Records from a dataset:
+--

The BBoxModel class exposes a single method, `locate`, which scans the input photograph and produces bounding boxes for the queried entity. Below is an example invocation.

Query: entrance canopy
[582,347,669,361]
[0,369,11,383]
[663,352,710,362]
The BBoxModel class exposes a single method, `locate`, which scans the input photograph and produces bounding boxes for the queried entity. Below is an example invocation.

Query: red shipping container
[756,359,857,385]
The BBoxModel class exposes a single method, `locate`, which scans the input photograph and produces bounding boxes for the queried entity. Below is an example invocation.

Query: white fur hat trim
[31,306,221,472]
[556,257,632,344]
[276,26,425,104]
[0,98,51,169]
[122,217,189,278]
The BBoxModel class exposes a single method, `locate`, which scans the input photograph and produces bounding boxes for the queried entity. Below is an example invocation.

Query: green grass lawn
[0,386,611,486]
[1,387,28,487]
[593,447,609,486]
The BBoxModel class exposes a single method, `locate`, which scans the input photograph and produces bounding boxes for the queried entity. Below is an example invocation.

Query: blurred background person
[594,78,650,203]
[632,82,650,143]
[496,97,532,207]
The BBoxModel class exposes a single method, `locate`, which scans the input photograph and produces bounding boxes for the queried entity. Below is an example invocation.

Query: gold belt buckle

+--

■ What to do
Lines from the one with "Query: blurred background person" through the end of the data: set these down exactly, including both ends and nothing more.

■ Answer for this exercise
Query: blurred background person
[594,78,650,203]
[632,82,650,143]
[496,97,532,207]
The BBoxModel class exposes a single method, `locate`, which scans the input photograph and produces bounding boxes for the queried entity. Below is an example invocation.

Query: gold belt buckle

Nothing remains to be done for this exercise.